▶ Task to complete
Copy the records below word for word, beginning at the line that contains "the snail eye" and continuing through the end of the records. Leave the pictures out of your answer.

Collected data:
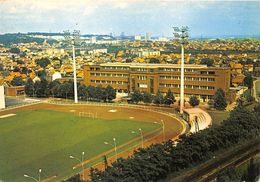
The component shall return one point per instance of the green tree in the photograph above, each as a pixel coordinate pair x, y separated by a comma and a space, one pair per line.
82, 92
42, 88
100, 94
17, 81
15, 50
1, 67
169, 98
248, 80
220, 102
29, 87
53, 87
136, 97
207, 61
228, 175
147, 98
110, 93
64, 90
194, 101
43, 62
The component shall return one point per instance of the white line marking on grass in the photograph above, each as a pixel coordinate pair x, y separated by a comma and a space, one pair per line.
112, 110
7, 115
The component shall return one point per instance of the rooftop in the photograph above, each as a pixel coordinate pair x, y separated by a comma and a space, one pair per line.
146, 65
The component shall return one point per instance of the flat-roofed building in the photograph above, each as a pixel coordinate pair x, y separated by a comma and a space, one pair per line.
200, 80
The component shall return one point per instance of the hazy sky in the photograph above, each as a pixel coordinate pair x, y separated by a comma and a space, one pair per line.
134, 17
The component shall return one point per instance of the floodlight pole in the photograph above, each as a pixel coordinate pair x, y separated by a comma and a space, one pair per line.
182, 35
182, 80
75, 74
81, 161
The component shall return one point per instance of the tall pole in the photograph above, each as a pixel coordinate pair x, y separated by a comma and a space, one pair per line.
75, 75
82, 165
40, 170
181, 34
81, 161
142, 137
115, 147
182, 80
163, 127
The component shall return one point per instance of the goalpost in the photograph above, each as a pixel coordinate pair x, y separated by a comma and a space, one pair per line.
88, 115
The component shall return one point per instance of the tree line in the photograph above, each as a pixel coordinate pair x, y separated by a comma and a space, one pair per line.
43, 88
159, 160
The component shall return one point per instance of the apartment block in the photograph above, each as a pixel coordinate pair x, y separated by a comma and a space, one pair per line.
200, 80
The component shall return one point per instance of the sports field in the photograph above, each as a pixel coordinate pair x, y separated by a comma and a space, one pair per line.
45, 138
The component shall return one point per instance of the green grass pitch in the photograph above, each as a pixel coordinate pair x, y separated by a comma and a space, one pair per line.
44, 139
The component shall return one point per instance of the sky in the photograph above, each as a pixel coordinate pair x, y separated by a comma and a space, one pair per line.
133, 17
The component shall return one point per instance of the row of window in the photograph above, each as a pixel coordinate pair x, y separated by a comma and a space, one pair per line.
187, 78
115, 68
109, 82
177, 69
188, 86
109, 75
142, 77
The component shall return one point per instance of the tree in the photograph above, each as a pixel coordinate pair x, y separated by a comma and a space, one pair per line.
194, 101
17, 81
192, 61
207, 61
229, 174
15, 50
169, 98
43, 62
29, 87
220, 102
91, 92
158, 99
147, 98
154, 60
53, 87
100, 94
82, 92
136, 97
248, 80
64, 90
110, 93
42, 88
1, 67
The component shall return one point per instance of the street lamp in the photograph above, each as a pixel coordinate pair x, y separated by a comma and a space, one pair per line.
81, 161
141, 135
39, 176
163, 127
115, 147
182, 36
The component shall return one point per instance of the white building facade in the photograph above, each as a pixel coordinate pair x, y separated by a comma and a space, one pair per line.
2, 97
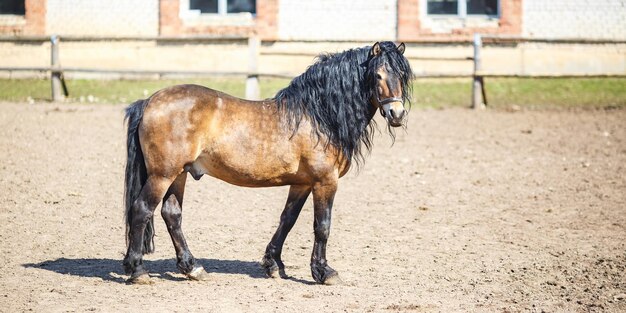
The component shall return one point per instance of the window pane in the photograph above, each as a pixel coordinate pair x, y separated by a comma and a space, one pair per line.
486, 7
238, 6
205, 6
12, 7
442, 7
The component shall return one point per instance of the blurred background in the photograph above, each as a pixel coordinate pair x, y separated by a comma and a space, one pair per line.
522, 52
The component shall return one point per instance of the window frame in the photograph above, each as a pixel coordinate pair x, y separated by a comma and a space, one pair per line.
222, 10
462, 11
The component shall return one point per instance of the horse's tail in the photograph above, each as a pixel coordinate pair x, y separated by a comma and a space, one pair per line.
136, 174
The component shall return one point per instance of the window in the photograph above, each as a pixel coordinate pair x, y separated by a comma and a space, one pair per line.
12, 7
462, 8
223, 7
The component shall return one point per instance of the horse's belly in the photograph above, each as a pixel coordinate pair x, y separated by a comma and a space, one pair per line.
246, 169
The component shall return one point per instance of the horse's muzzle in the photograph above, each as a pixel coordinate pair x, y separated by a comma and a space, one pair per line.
393, 114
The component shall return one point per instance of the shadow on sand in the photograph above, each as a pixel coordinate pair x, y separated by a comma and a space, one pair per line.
111, 270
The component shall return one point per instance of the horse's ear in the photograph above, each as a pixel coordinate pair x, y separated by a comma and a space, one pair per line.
401, 48
375, 49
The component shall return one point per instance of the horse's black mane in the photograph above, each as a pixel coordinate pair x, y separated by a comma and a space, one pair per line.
334, 94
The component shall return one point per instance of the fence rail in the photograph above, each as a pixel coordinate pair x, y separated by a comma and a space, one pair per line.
478, 75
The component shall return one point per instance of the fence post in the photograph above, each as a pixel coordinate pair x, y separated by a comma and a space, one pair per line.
478, 88
55, 74
252, 80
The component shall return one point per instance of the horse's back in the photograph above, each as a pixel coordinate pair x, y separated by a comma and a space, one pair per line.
204, 131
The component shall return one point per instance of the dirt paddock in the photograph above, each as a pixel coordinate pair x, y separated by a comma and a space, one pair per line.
467, 211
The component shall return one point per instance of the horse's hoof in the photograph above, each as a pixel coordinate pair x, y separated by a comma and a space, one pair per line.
272, 272
141, 279
271, 268
198, 274
333, 280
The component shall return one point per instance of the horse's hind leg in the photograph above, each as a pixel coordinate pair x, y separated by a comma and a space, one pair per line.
272, 262
142, 211
172, 214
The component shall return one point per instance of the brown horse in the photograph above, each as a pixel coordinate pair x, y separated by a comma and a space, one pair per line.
307, 137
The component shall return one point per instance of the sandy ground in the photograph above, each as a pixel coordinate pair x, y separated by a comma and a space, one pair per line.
468, 211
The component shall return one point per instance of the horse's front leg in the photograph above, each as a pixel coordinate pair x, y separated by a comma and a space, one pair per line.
272, 262
323, 196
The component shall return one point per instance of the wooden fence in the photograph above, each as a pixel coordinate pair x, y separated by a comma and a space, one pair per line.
479, 99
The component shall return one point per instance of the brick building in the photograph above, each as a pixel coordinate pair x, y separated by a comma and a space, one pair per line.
363, 20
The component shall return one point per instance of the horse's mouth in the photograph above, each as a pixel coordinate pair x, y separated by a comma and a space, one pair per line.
392, 120
394, 123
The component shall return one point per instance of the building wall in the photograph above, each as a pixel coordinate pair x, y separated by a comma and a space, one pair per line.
600, 19
114, 18
337, 20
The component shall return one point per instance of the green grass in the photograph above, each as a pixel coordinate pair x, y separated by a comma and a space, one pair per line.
433, 93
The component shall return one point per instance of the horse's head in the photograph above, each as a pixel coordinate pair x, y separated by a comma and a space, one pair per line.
389, 74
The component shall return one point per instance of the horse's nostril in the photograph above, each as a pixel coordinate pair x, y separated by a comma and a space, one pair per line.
393, 113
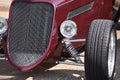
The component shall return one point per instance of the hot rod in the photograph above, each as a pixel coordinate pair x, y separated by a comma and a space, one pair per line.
49, 32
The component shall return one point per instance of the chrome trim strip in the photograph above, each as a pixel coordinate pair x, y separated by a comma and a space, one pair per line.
74, 40
80, 10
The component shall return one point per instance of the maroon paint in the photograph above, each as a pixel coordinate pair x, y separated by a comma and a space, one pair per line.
61, 10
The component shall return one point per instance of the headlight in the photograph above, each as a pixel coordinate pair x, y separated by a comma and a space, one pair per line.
68, 29
3, 25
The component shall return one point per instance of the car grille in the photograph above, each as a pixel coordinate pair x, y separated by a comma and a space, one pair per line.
30, 29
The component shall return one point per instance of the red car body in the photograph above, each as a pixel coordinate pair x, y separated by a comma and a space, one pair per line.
62, 10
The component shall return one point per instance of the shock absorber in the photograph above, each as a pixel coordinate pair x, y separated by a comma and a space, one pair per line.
72, 51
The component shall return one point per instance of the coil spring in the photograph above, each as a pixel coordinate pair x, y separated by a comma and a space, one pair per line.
72, 51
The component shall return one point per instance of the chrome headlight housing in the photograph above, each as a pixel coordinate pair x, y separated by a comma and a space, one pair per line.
3, 25
68, 29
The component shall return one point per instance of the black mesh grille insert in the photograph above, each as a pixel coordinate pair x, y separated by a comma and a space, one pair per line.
30, 28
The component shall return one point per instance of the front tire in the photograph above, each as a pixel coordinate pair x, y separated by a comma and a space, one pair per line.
100, 53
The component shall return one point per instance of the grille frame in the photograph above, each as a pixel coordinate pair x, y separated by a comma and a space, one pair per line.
40, 58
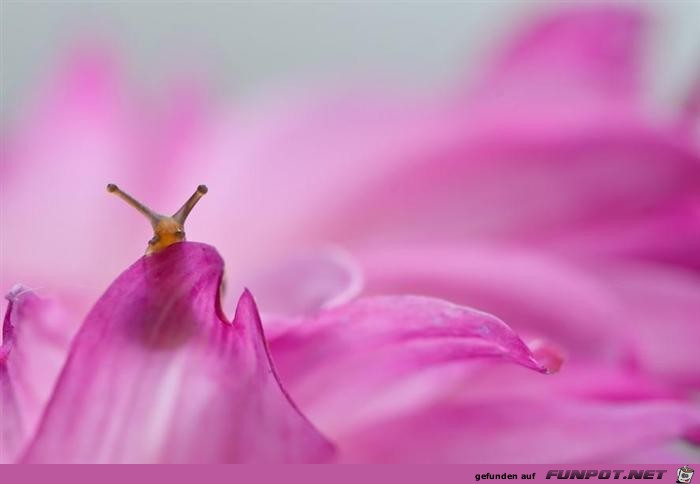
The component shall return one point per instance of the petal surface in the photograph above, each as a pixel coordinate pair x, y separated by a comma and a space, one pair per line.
338, 363
157, 374
36, 336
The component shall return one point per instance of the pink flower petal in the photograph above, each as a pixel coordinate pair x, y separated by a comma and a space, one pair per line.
504, 414
522, 431
85, 130
306, 282
613, 311
157, 374
336, 363
539, 295
36, 336
573, 58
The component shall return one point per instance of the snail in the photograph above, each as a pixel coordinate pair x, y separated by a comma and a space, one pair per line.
166, 230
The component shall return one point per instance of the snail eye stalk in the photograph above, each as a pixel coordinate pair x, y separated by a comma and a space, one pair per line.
166, 230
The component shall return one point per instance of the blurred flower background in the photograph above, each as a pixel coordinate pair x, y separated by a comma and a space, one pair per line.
534, 162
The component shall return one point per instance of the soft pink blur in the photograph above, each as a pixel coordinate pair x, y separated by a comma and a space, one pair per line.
545, 193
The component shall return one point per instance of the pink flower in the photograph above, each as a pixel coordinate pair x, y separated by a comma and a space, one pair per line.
546, 195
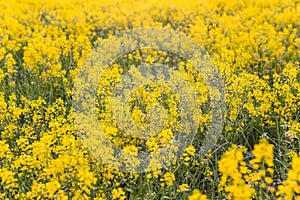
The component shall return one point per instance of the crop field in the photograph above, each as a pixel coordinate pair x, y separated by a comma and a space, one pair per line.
131, 99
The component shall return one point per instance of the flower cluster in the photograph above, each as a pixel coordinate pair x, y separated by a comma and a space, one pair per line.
255, 46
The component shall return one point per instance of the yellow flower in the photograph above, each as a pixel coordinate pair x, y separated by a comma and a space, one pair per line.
197, 195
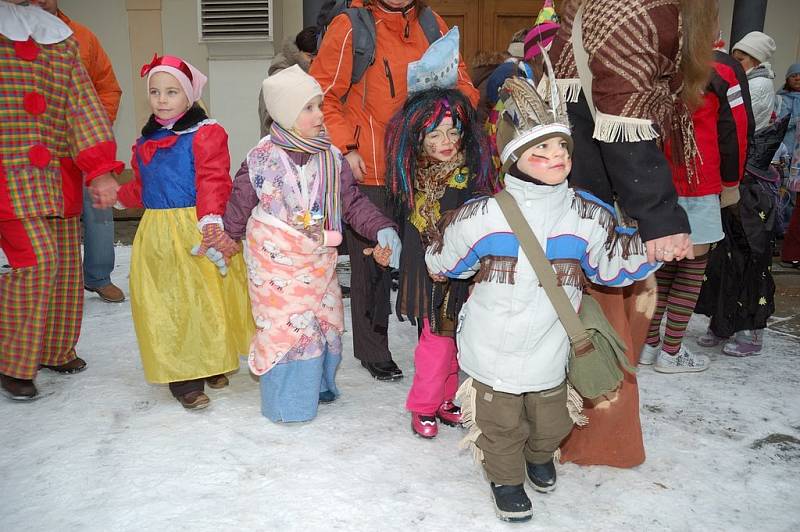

▶ Response to this exercise
The component shall return one point per instance of the snail eye stalk in the photograph above, each as a pixel coordinate pair x, y separated by a comma and a space, one pair per line.
166, 230
The component shall return one point per instance of the blurred flower background in the photograph above, each as a pixel coordinate pair x, y separated by a comma and a space, one pair per line.
534, 162
The component shall return one point per instance of the soft pink blur in the photograph above, each as a pixel coordinate pair x, y separated by a comma and a space, one pair per line.
545, 193
The component shall return one point per instance of the pink flower in the photograph above, each as a pixel coordinate pair x, y separated by a comma and a space, one pair per line.
546, 195
The component shall return one point per instance of the crop field in the photograph above, each as a pixel coordinate pair x, y separated by a comma and a space, one pair per line.
131, 99
The component shall return one point per instance of the flower cluster in the photograph above, each as a pixel coordinate pair x, y separated by a comma and a space, one pair per line.
255, 46
The component shall return one point per instance of the yellow flower in the photograph above, each as a pixel coordinate pair x, y separated by a comma and a space, one pair per line.
197, 195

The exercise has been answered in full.